- **Given request**
Retype every one of the entries below word for word, leaving the pictures out.

_____

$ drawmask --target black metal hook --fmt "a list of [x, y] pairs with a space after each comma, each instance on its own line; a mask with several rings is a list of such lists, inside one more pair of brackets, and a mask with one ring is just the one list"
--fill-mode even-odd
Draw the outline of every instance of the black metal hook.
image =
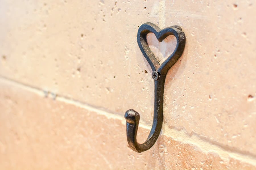
[[[173, 35], [176, 38], [177, 44], [174, 51], [161, 65], [147, 43], [147, 34], [150, 32], [154, 33], [160, 42], [170, 35]], [[137, 36], [138, 45], [153, 71], [152, 75], [155, 80], [155, 99], [153, 125], [147, 139], [143, 143], [138, 143], [136, 139], [139, 114], [134, 110], [130, 109], [126, 111], [125, 114], [126, 120], [127, 141], [132, 149], [137, 152], [141, 153], [151, 148], [160, 134], [163, 124], [163, 103], [165, 77], [168, 70], [182, 54], [185, 47], [185, 38], [181, 28], [177, 26], [161, 30], [155, 24], [147, 22], [142, 24], [138, 30]]]

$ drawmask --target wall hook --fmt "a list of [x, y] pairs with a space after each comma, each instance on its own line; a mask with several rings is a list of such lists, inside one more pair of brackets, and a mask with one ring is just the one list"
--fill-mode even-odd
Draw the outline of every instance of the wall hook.
[[[176, 47], [172, 54], [161, 64], [156, 60], [148, 47], [146, 35], [149, 33], [154, 34], [161, 42], [170, 35], [175, 36], [177, 40]], [[142, 24], [139, 28], [137, 41], [141, 50], [152, 69], [152, 77], [154, 80], [154, 104], [153, 125], [148, 137], [142, 144], [137, 142], [136, 136], [140, 120], [140, 115], [133, 109], [125, 112], [126, 135], [128, 143], [133, 150], [139, 153], [146, 151], [154, 144], [158, 137], [163, 124], [163, 103], [164, 81], [167, 72], [181, 56], [183, 52], [186, 38], [184, 33], [179, 26], [175, 26], [163, 29], [150, 22]]]

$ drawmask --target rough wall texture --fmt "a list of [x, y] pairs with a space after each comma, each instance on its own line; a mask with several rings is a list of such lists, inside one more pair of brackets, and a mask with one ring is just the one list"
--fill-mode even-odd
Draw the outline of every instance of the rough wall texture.
[[[256, 169], [254, 1], [0, 1], [0, 169]], [[125, 111], [151, 128], [138, 27], [181, 26], [153, 147], [127, 146]], [[148, 42], [160, 60], [176, 40]]]

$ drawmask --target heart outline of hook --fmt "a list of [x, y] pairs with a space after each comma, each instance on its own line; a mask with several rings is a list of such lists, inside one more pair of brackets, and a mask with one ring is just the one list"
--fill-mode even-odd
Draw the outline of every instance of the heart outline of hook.
[[[147, 42], [147, 34], [150, 32], [154, 33], [160, 42], [170, 35], [173, 35], [176, 38], [177, 43], [175, 49], [161, 64], [156, 60]], [[185, 47], [186, 38], [184, 32], [179, 26], [174, 26], [161, 29], [153, 24], [146, 22], [139, 28], [137, 40], [140, 49], [149, 64], [152, 71], [157, 72], [159, 75], [158, 79], [154, 81], [155, 98], [152, 126], [147, 139], [143, 143], [137, 142], [139, 114], [133, 109], [128, 110], [125, 114], [126, 120], [126, 136], [128, 144], [132, 149], [141, 153], [151, 148], [156, 143], [160, 134], [163, 124], [163, 103], [165, 77], [168, 70], [182, 55]]]

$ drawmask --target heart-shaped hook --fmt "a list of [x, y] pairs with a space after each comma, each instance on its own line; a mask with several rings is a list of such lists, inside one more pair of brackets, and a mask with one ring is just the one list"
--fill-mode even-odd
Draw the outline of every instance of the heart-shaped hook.
[[[170, 35], [173, 35], [176, 38], [177, 44], [175, 50], [161, 65], [147, 43], [147, 34], [150, 32], [154, 34], [156, 38], [160, 42]], [[148, 139], [144, 143], [140, 144], [137, 142], [139, 114], [134, 110], [131, 109], [126, 111], [125, 114], [126, 120], [126, 136], [128, 143], [133, 150], [140, 153], [153, 146], [160, 134], [163, 124], [163, 103], [165, 77], [168, 70], [175, 64], [182, 54], [185, 46], [185, 37], [184, 33], [179, 26], [172, 26], [161, 30], [155, 24], [147, 22], [142, 24], [139, 28], [137, 40], [142, 54], [151, 67], [153, 71], [152, 78], [155, 80], [153, 124]]]
[[[170, 35], [176, 38], [177, 43], [175, 50], [161, 65], [149, 48], [147, 42], [147, 34], [152, 33], [160, 42]], [[169, 69], [173, 65], [180, 57], [185, 46], [185, 34], [181, 28], [175, 26], [163, 29], [150, 22], [142, 24], [139, 28], [137, 35], [138, 44], [144, 57], [149, 64], [153, 71], [157, 71], [161, 75], [166, 74]]]

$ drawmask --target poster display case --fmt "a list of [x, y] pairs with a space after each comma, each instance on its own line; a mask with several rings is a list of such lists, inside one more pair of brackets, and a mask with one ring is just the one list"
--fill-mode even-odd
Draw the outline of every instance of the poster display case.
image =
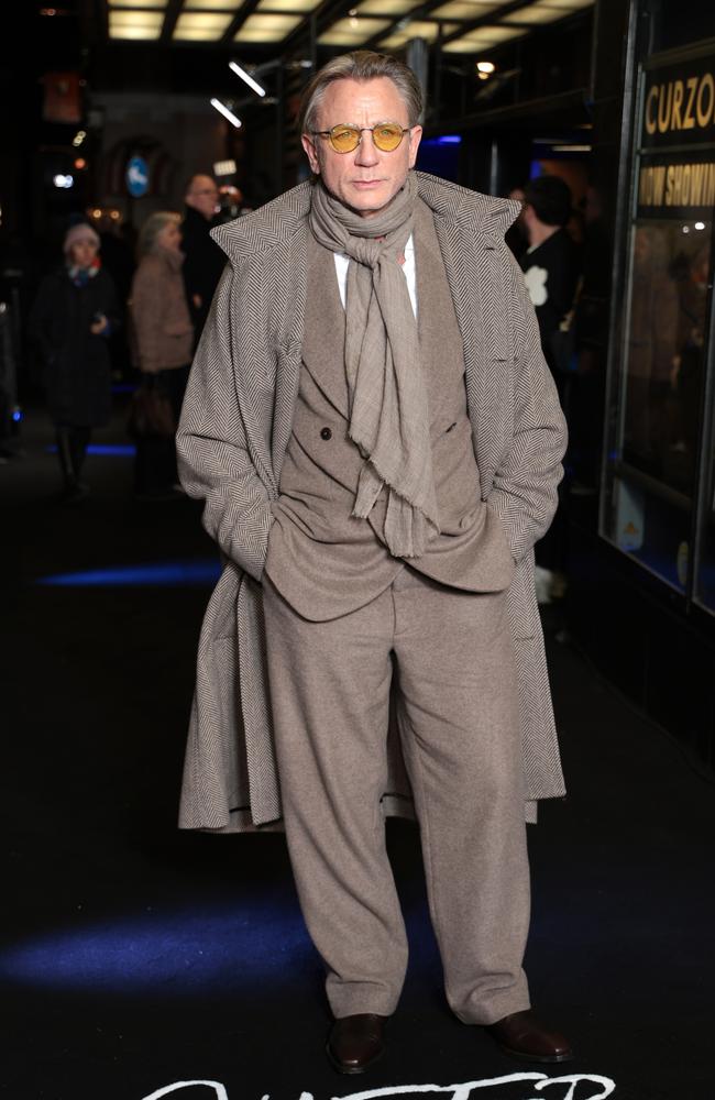
[[639, 68], [601, 534], [715, 614], [715, 40]]

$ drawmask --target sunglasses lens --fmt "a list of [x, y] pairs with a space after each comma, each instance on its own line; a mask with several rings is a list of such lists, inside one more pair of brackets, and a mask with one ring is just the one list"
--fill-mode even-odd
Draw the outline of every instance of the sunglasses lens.
[[373, 141], [377, 148], [382, 148], [383, 153], [392, 153], [394, 148], [397, 148], [402, 140], [403, 128], [395, 123], [391, 122], [383, 127], [375, 127], [373, 130]]
[[337, 153], [352, 153], [360, 144], [360, 130], [355, 127], [336, 127], [330, 131], [330, 144]]

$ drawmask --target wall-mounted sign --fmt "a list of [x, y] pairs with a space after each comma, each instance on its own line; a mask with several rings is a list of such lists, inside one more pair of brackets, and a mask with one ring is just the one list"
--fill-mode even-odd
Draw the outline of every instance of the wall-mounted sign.
[[143, 156], [133, 156], [127, 165], [127, 190], [135, 199], [148, 190], [148, 165]]
[[715, 42], [644, 68], [639, 218], [693, 219], [715, 206]]

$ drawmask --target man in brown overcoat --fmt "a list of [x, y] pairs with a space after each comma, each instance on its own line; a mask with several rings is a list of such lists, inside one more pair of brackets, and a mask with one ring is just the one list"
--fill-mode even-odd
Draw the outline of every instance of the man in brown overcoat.
[[341, 1072], [382, 1054], [399, 998], [383, 817], [409, 806], [453, 1012], [571, 1057], [521, 967], [525, 821], [563, 793], [532, 556], [563, 417], [504, 244], [518, 206], [415, 173], [421, 109], [393, 57], [316, 75], [314, 178], [215, 231], [230, 263], [178, 435], [226, 561], [182, 825], [282, 821]]

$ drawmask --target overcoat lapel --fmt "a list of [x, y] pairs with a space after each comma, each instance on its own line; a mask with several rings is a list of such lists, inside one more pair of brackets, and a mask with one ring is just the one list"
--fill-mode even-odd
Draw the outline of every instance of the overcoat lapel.
[[306, 299], [302, 361], [328, 400], [345, 419], [350, 397], [345, 375], [345, 311], [340, 300], [336, 261], [308, 233], [307, 268], [310, 294]]
[[[510, 336], [505, 317], [508, 286], [495, 243], [436, 217], [437, 237], [464, 345], [464, 381], [482, 493], [487, 496], [514, 424]], [[498, 293], [492, 288], [497, 286]]]

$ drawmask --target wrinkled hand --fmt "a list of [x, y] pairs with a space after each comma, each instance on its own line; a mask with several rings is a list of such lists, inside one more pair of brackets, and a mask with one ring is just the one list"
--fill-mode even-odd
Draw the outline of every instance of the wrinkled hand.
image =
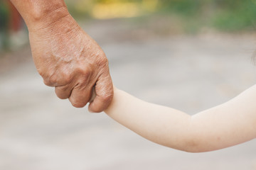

_____

- **Complete response**
$ drawmask --target black metal hook --fmt "a list of [x, y] pairs with a space after each comma, each instance on its own line; a mask with several rings is a list of such lists, inside one more pair of brackets, and a mask with one ring is just the one list"
--fill-mode even-odd
Draw the outline of every instance of the black metal hook.
image =
[[[173, 35], [176, 38], [177, 44], [174, 51], [161, 65], [147, 43], [147, 34], [150, 32], [154, 33], [160, 42], [170, 35]], [[137, 36], [138, 45], [153, 71], [152, 75], [155, 80], [155, 99], [153, 125], [147, 139], [143, 143], [138, 143], [136, 139], [139, 114], [134, 110], [130, 109], [126, 111], [125, 114], [126, 120], [127, 141], [132, 149], [137, 152], [141, 153], [151, 148], [160, 134], [163, 124], [163, 103], [165, 77], [168, 70], [182, 54], [185, 47], [185, 38], [181, 28], [177, 26], [161, 30], [155, 24], [147, 22], [142, 24], [138, 30]]]

$ drawmask --target wall hook --fmt "a list of [x, y] pairs with a space after each comma, each instance on its own line; a mask with several rings is a list of such lists, inside one more pair of brackets, and a mask with one ring is just the one list"
--fill-mode even-odd
Draw the outline of every instance of the wall hook.
[[[176, 47], [172, 54], [161, 64], [156, 60], [148, 47], [146, 35], [149, 33], [154, 34], [161, 42], [170, 35], [175, 36], [177, 40]], [[142, 24], [139, 28], [137, 41], [141, 50], [152, 69], [152, 77], [154, 80], [154, 104], [153, 125], [148, 137], [142, 144], [137, 142], [136, 136], [140, 120], [140, 115], [133, 109], [125, 112], [126, 135], [128, 143], [133, 150], [139, 153], [146, 151], [154, 144], [158, 137], [163, 124], [163, 103], [164, 81], [167, 72], [181, 56], [183, 52], [186, 38], [184, 33], [179, 26], [175, 26], [163, 29], [150, 22]]]

$ drawmask --target rough wall texture --fmt "a list of [x, y] pairs with a space after each comma, each instance on its own line; a mask with several rings is a list of such lists, inside one more pair of brackets, and a mask with one ring is just the one list"
--fill-mode even-odd
Draw the outline of every instance of the rough wall texture.
[[[256, 169], [254, 1], [0, 1], [0, 169]], [[125, 111], [151, 128], [138, 27], [181, 26], [153, 147], [127, 146]], [[148, 42], [160, 60], [176, 40]]]

$ drawmask --target heart outline of hook --fmt "a list of [x, y] pairs with a space after each comma, each instance on its own line; a mask with several rings is a list of such lists, inside one more pair of brackets, and a mask with one ring is just the one list"
--fill-mode even-odd
Draw the outline of every instance of the heart outline of hook.
[[[147, 42], [147, 34], [150, 32], [154, 33], [160, 42], [170, 35], [173, 35], [176, 38], [177, 43], [175, 49], [161, 64], [156, 60]], [[185, 47], [186, 38], [184, 32], [179, 26], [174, 26], [161, 29], [153, 24], [146, 22], [139, 28], [137, 40], [140, 49], [149, 64], [152, 71], [157, 72], [159, 75], [158, 79], [154, 81], [155, 98], [152, 126], [147, 139], [143, 143], [137, 142], [139, 114], [133, 109], [128, 110], [125, 114], [126, 120], [126, 136], [128, 144], [132, 149], [141, 153], [151, 148], [156, 143], [160, 134], [163, 124], [163, 103], [165, 77], [168, 70], [182, 55]]]

$ drawmask --target heart-shaped hook --fmt "a list of [x, y] pairs with a space after each comma, each instance on its own line; a mask with several rings is a list of such lists, inside one more pair of brackets, and a mask with one ring is just the one list"
--fill-mode even-odd
Draw the outline of every instance of the heart-shaped hook.
[[[170, 35], [173, 35], [176, 38], [177, 44], [175, 50], [161, 65], [147, 43], [147, 34], [150, 32], [154, 34], [156, 38], [160, 42]], [[148, 139], [144, 143], [140, 144], [137, 142], [139, 114], [134, 110], [131, 109], [126, 111], [125, 114], [126, 120], [126, 136], [128, 143], [133, 150], [140, 153], [153, 146], [160, 134], [163, 124], [163, 103], [165, 77], [168, 70], [175, 64], [182, 54], [185, 46], [185, 37], [184, 33], [179, 26], [172, 26], [161, 30], [155, 24], [147, 22], [142, 24], [139, 28], [137, 40], [142, 54], [151, 67], [153, 71], [152, 78], [155, 80], [153, 124]]]
[[[170, 35], [176, 38], [177, 43], [175, 50], [161, 65], [149, 48], [147, 42], [147, 34], [152, 33], [160, 42]], [[169, 69], [173, 65], [180, 57], [185, 46], [185, 34], [181, 28], [175, 26], [163, 29], [150, 22], [142, 24], [139, 28], [137, 35], [138, 44], [144, 57], [149, 64], [153, 71], [157, 71], [161, 75], [166, 74]]]

$ drawmask --target poster display case --fmt "a list of [x, y] pairs with a space after each comma, each instance on its own line; a mask with several rings is a list of such lists, inside one more pair of brackets, and a mask with one ring is just the one list"
--fill-mode even-odd
Draw the outline of every instance of the poster display case.
image =
[[639, 68], [601, 534], [715, 614], [715, 40]]

$ drawmask --target sunglasses lens --fmt "a list of [x, y] pairs with a space after each comma, each instance on its own line; a mask with several rings is a list of such lists, inside one more pair of brackets, and a mask with one ring is just the one list"
--fill-mode even-odd
Draw the outline of every instance of the sunglasses lens.
[[373, 141], [377, 148], [382, 148], [383, 153], [392, 153], [394, 148], [397, 148], [402, 140], [403, 128], [395, 123], [391, 122], [383, 127], [375, 127], [373, 130]]
[[337, 153], [352, 153], [360, 144], [360, 130], [355, 127], [336, 127], [330, 131], [330, 144]]

$ drawmask --target wall-mounted sign --fmt "a list of [x, y] pairs with a space after each comma, each instance on its own line; a mask with several rings is a list of such lists, inside one more pair of brackets, and a mask with one ring is just the one list"
--fill-mode even-odd
Draw the outline of every instance of the wall-mounted sign.
[[143, 156], [133, 156], [127, 165], [127, 190], [135, 199], [148, 190], [148, 165]]
[[715, 42], [644, 68], [639, 218], [693, 219], [715, 206]]

$ drawmask --target man in brown overcoat --fmt "a list of [x, y] pairs with a space after each comma, each instance on its own line; a mask with several rings is a list of such lists, inside one more pair of brackets, and a mask with one ring is just the one list"
--fill-mode even-odd
Draw the outline of every instance of the man in brown overcoat.
[[341, 1072], [382, 1054], [399, 998], [383, 817], [409, 806], [453, 1012], [571, 1057], [521, 967], [525, 821], [563, 793], [532, 556], [563, 417], [504, 244], [518, 206], [415, 173], [421, 109], [393, 57], [316, 75], [314, 178], [215, 231], [230, 263], [178, 435], [226, 561], [182, 825], [282, 821]]

$ drawmask --target overcoat lapel --fmt "a list of [x, y] pairs with a space after each comma, each instance on its own line; a mask with several rings is a list of such lists, inside one more pair of brackets, and a mask with one ring is just the one list"
--fill-mode even-odd
Draw the outline of every instance of the overcoat lapel.
[[306, 299], [302, 361], [328, 400], [345, 419], [350, 397], [345, 375], [345, 311], [340, 300], [336, 261], [308, 233], [307, 268], [310, 294]]
[[[510, 336], [505, 317], [508, 286], [495, 243], [436, 217], [437, 237], [464, 345], [464, 381], [482, 493], [487, 496], [514, 424]], [[498, 293], [492, 288], [497, 286]]]

$ drawmask --target wrinkled hand --fmt "a list of [x, y] pairs with a space after each comma, each instance on its own line; a mask with several rings is a list of such lists, inside one more pair of brackets, and a mask with one ring is just the one list"
--fill-mode even-odd
Draw the outline of every instance of the wrinkled hand.
image =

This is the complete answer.